▶ _What this task involves_: The listing that follows must be retyped in full, exactly.
┌──
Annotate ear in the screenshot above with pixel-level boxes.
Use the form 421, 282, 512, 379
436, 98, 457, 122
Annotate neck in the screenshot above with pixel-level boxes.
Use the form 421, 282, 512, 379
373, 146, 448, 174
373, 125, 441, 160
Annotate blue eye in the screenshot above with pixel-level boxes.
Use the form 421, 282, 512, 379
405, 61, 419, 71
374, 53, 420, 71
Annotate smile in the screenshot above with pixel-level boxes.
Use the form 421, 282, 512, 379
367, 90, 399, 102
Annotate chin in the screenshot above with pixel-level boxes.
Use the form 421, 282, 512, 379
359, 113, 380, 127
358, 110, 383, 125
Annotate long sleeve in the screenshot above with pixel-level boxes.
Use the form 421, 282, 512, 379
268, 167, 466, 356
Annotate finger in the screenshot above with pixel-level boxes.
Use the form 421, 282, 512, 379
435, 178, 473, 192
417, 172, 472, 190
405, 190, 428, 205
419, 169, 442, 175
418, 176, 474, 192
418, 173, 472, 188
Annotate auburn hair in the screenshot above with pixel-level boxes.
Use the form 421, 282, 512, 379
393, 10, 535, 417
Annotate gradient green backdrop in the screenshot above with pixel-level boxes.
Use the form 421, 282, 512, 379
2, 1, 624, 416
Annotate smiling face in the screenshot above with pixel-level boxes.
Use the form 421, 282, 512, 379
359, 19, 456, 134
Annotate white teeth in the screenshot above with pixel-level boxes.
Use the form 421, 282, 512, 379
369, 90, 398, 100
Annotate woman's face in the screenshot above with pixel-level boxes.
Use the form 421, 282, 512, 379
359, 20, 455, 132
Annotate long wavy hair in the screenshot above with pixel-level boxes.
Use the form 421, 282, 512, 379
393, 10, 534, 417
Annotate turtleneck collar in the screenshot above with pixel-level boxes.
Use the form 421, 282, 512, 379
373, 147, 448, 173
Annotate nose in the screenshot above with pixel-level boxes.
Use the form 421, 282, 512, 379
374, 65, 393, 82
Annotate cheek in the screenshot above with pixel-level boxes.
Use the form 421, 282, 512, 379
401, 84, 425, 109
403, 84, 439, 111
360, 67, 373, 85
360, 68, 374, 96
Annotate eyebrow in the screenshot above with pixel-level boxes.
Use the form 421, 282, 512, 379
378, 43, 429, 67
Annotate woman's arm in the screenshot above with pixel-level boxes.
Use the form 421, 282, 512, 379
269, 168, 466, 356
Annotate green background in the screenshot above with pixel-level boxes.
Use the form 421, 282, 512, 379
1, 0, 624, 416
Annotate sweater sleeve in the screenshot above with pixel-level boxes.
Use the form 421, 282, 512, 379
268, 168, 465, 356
└──
▶ _Response to the task_:
Annotate ear in the screenshot above with pixel-level boxes.
Use the form 421, 282, 512, 379
436, 98, 457, 122
Annotate neck in the screenshot above with pixel-level boxes.
Use the form 421, 282, 512, 379
373, 146, 448, 174
373, 125, 441, 160
Annotate blue eye in the screenshot above with pixel-level boxes.
Use the form 421, 282, 512, 379
405, 61, 419, 71
374, 53, 420, 71
Annotate smile in the screenshot above with pixel-level boxes.
Use the form 421, 282, 512, 379
367, 90, 399, 102
Annotate chin in the screenshot above with pixel-level boxes.
Use the form 421, 282, 512, 379
359, 113, 380, 127
358, 110, 383, 125
Annotate long sleeve in the screenshot above with pixel-level boxes.
Use the form 421, 282, 512, 379
268, 167, 466, 356
Annotate finger in the screenshot above with pixel-level boxes.
Use the form 421, 282, 512, 379
435, 178, 473, 192
417, 172, 472, 190
405, 190, 428, 205
419, 169, 442, 175
418, 176, 474, 192
418, 173, 472, 188
Annotate auburn hair in the screenshot above with pixel-level boxes.
Use the form 421, 282, 512, 379
393, 10, 535, 417
Annotate gradient green backdrop in the screenshot above with pixel-level boxes.
Use the form 421, 282, 512, 379
2, 1, 624, 416
Annotate smiling face in the screenshot above with pixel-level boxes.
Use the form 421, 282, 512, 379
359, 19, 456, 134
Annotate white teeth in the screenshot above with pixel-level boxes.
Use the form 421, 282, 512, 379
369, 90, 398, 100
Annotate woman's face in the screenshot above with pixel-level boxes.
Use the form 421, 282, 512, 379
359, 20, 455, 132
Annotate long wavy hair in the screenshot above with pixel-level boxes.
Use the form 421, 282, 512, 379
393, 10, 534, 417
Annotate turtleneck collar in the screenshot above with pixel-level boxes.
Use the form 421, 282, 512, 379
373, 147, 448, 173
Annotate nose in the screenshot above with pixel-level boxes.
Use the form 421, 282, 512, 379
374, 65, 393, 82
Annotate cheek in the screenshot above with pixel-level boxes.
Use the form 421, 282, 512, 379
401, 84, 425, 109
403, 84, 439, 111
360, 67, 373, 85
360, 68, 374, 96
Annotate eyebrow in the screenshot above with pixel-level boxes.
Use the form 421, 282, 512, 379
378, 43, 429, 67
Annotate woman's arm in the screenshot above with pixel-level boxes.
Use the form 421, 282, 512, 379
269, 168, 466, 356
Annotate green background in the screenshot above with pixel-level boxes.
Use the form 421, 282, 512, 379
1, 0, 624, 416
Annotate sweater sleeve in the screenshot above with pixel-level boxes.
Use the form 421, 282, 512, 379
268, 168, 465, 356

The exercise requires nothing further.